● **Task statement**
I would like you to output every record below exactly, apart from the pictures.

Data provided below:

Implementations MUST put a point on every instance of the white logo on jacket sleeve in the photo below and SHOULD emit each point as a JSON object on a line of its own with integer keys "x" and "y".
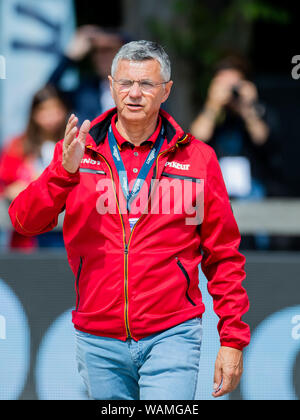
{"x": 90, "y": 161}
{"x": 177, "y": 165}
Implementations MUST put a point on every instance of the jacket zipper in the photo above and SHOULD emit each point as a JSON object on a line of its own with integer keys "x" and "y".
{"x": 77, "y": 282}
{"x": 128, "y": 333}
{"x": 179, "y": 263}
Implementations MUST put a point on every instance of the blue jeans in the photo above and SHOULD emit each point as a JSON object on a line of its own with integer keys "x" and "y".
{"x": 162, "y": 366}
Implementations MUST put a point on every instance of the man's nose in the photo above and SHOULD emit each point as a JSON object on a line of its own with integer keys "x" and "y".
{"x": 135, "y": 90}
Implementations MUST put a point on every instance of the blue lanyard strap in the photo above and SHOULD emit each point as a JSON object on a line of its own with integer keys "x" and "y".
{"x": 130, "y": 195}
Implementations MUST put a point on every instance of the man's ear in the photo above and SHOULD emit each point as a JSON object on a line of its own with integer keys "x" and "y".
{"x": 168, "y": 87}
{"x": 111, "y": 85}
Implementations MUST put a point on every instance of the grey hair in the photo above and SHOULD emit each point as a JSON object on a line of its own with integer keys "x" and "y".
{"x": 141, "y": 51}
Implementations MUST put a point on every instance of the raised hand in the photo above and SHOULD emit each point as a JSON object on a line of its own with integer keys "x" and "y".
{"x": 73, "y": 145}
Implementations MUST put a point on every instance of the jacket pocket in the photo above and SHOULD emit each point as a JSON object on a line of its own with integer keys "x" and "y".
{"x": 77, "y": 283}
{"x": 185, "y": 273}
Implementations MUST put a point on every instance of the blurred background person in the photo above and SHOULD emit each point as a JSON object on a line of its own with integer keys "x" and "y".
{"x": 240, "y": 129}
{"x": 92, "y": 95}
{"x": 25, "y": 157}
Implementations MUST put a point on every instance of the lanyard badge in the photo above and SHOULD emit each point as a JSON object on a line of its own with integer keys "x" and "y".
{"x": 130, "y": 195}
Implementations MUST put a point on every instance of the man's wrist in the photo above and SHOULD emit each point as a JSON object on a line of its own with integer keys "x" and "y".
{"x": 232, "y": 345}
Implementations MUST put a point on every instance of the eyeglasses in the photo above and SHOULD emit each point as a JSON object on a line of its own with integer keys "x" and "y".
{"x": 144, "y": 85}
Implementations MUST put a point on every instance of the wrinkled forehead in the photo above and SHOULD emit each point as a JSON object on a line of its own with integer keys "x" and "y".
{"x": 138, "y": 70}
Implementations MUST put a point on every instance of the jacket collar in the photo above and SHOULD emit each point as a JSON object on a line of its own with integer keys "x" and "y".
{"x": 99, "y": 128}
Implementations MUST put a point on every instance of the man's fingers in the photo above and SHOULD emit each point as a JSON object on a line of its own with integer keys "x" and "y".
{"x": 84, "y": 129}
{"x": 71, "y": 124}
{"x": 225, "y": 388}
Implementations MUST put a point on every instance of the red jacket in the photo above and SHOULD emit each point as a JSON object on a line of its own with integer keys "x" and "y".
{"x": 136, "y": 283}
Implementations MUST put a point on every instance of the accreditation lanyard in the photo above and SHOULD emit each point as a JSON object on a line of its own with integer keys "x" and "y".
{"x": 130, "y": 195}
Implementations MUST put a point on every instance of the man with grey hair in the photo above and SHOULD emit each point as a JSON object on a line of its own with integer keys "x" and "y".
{"x": 138, "y": 314}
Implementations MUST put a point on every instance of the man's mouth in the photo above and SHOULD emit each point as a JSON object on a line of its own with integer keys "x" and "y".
{"x": 134, "y": 106}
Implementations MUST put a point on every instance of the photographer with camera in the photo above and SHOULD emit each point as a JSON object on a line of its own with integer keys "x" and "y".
{"x": 234, "y": 123}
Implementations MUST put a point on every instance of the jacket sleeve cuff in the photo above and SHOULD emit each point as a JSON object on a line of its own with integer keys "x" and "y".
{"x": 232, "y": 345}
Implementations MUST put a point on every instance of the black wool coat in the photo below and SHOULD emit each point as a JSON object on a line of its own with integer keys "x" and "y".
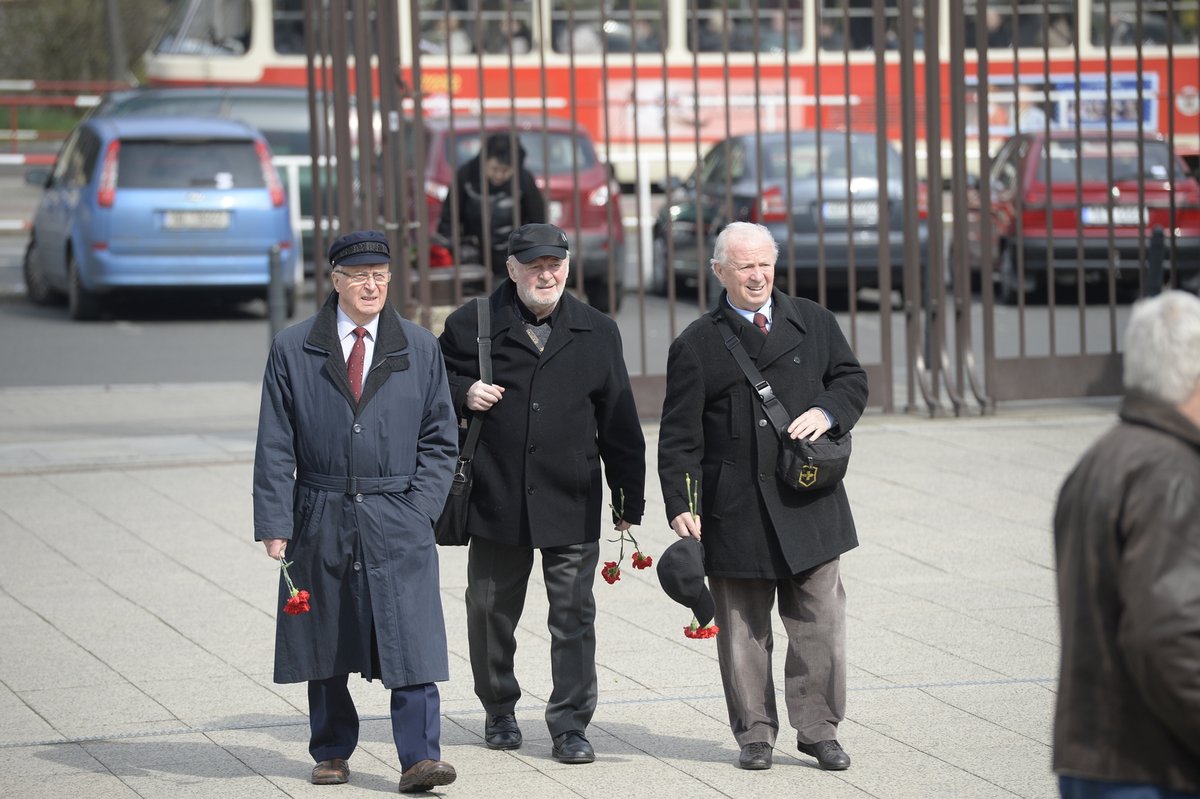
{"x": 714, "y": 427}
{"x": 364, "y": 548}
{"x": 537, "y": 468}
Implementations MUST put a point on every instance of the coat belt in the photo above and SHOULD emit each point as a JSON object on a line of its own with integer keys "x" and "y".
{"x": 349, "y": 485}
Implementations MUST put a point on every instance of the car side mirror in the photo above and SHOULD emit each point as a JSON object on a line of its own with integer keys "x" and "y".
{"x": 41, "y": 178}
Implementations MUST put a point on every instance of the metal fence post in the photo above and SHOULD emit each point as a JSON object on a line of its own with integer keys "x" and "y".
{"x": 276, "y": 293}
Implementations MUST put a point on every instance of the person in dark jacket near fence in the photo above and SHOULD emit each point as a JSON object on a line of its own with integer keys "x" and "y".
{"x": 1127, "y": 539}
{"x": 561, "y": 402}
{"x": 484, "y": 186}
{"x": 762, "y": 539}
{"x": 357, "y": 446}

End of Data provided.

● **Solution to the problem**
Implementations MUST put a point on every instance of the white logo on jacket sleeve in the photo below and SHOULD emit each point as a JSON object on a line of its own with integer keys "x" and "y".
{"x": 90, "y": 161}
{"x": 177, "y": 165}
Implementations MUST put a point on every instance of the jacket zipper in the photo above and SHOULD emit each point as a JSON object on a line of its own with integer keys "x" and "y".
{"x": 77, "y": 282}
{"x": 128, "y": 333}
{"x": 179, "y": 263}
Implementations MUST put a point on every instance of the blue jeans in the photo above and SHOULD emit each point as a JSON object on a line of its own with integer keys "x" and "y".
{"x": 162, "y": 366}
Implementations MUST put a point on every instance of the man's nose in the photo above and SHOULD emit each point as a JSON object on a line of its own with integer keys "x" and "y".
{"x": 135, "y": 90}
Implementations MUST put a point on every instance of the blue lanyard strap in the photo above and SHOULD emit each point as a JSON object on a line of its own with integer keys "x" and "y".
{"x": 130, "y": 195}
Implementations MUST put a point on every instance of the man's ear in the photo above and SHOULD emit each point as a JSON object on a line of its own with integer keys "x" and "y".
{"x": 168, "y": 87}
{"x": 111, "y": 85}
Implementations MUST put a point on every instance of the grey hair in the photo above and SHOULD emit each point as a JSON object on a line of its own with integer keys "x" and "y".
{"x": 141, "y": 51}
Implementations MUST put a point on every instance of the raised hand in the photo above and SHOULD emit each point as a JSON object on a line of its own with integer keys "x" and "y".
{"x": 73, "y": 145}
Implementations MUST put a point on every instance of the jacket pocket in the photo above and SHOULD emit each point as a JSON object on a line of its own with integer keys "x" and "y".
{"x": 77, "y": 283}
{"x": 185, "y": 273}
Implementations MUST put a point on every instance of the blurred background person in the photo above and SHOULD emit each point as a JSON object on a line of its own with integer keys "x" and "y".
{"x": 240, "y": 129}
{"x": 92, "y": 95}
{"x": 25, "y": 157}
Implementations MUST put a point on every instance of the lanyard badge in the photo above and SHOULD emit each point as a JSON object on a line of its own with integer keys "x" and "y".
{"x": 130, "y": 195}
Implementations MUST put a point on every instance of the man's wrist in the photo above and SHOULD emit each point as a JSON object on a line of its own with integer keys "x" and "y".
{"x": 232, "y": 345}
Implementations MUST put a point on every instance of the eyeglasses in the photo above and SHOULD emit each point as a JSON object on a line of its own with integer keys "x" and "y".
{"x": 144, "y": 85}
Implementations MUST put a point on every instance of the wrinkled forehead in the photo above and SHOULD emit each point as a JSON object on a line of its own with integer keys "x" and "y".
{"x": 138, "y": 70}
Implementations MUST put a point on every instance of the jacket collar in the photo above and SHOULD emit each point as a JSON object on a line of its own with integer keys "x" and "y".
{"x": 99, "y": 128}
Implementations MUST put a point on every instance of the man's fingers in the photo above and SHOULD emit each point as a JSON object on a line of its own with integer keys "x" and "y".
{"x": 84, "y": 129}
{"x": 71, "y": 124}
{"x": 225, "y": 388}
Implementations MUST put a point on every instance of the red jacket in the photo above and SHOULD emit each point as a JSON object on a line of its own with integer keys "x" and "y".
{"x": 136, "y": 283}
Implementations MUST put a point on every instance of the accreditation lanyard in the photo above and SHOULD emit each point as a JSON object on a line of its own with integer keys "x" and "y".
{"x": 130, "y": 195}
Implementations MUST put a point on every instance of the man with grey hair in the photo above and SHOULD emit each point as a JSON object on a line of its own with integer keys "x" and "y".
{"x": 138, "y": 314}
Implementations MUST put a point on every instance of the man's mouth in the photo above and SHOULD emit each point as a JSON object on a line of its own with integer keys "x" and "y".
{"x": 134, "y": 106}
Implementations MUST put a point on every instance of the photographer with camera in the photo above and SHOULD emit each point as a JSON object on a line of its own with integer keys "x" and "y".
{"x": 234, "y": 123}
Implementations MUST put a point on every instance of the jacket sleeve cuff in the photo above and SHOULD emit each point as a JSON object on a line of its own with integer keys "x" and "y".
{"x": 232, "y": 345}
Implementations MUST put a point on every instance of the black wool coat in the photo below and SHOULD emit each point as a JSON object on a line of its own with integer keys "x" and "y".
{"x": 714, "y": 427}
{"x": 364, "y": 548}
{"x": 537, "y": 468}
Implementations MUST put a point on every instance of the coat belt in the photo above and SHOULD emit each point as a JSON object on a line of its own with integer keys "x" and "y".
{"x": 349, "y": 485}
Implementations MUST put a point on every instance of the car side mirror in the photo above and SHOULD emit each point as a JSON object on a line of its own with integer keys "x" and "y".
{"x": 41, "y": 178}
Implementations MUST put a point on every instance of the metal fence post in the photo above and SHOULD emit each point as a JSON object on a line of its own with integer keys "x" and "y".
{"x": 276, "y": 293}
Implementations MUST put a point on every instance of the person in dark jacket near fence in the photo above and SHOULD emit each point as a JSON object on a line of its own with integer keys "x" and "y".
{"x": 1127, "y": 539}
{"x": 561, "y": 402}
{"x": 484, "y": 186}
{"x": 762, "y": 539}
{"x": 357, "y": 446}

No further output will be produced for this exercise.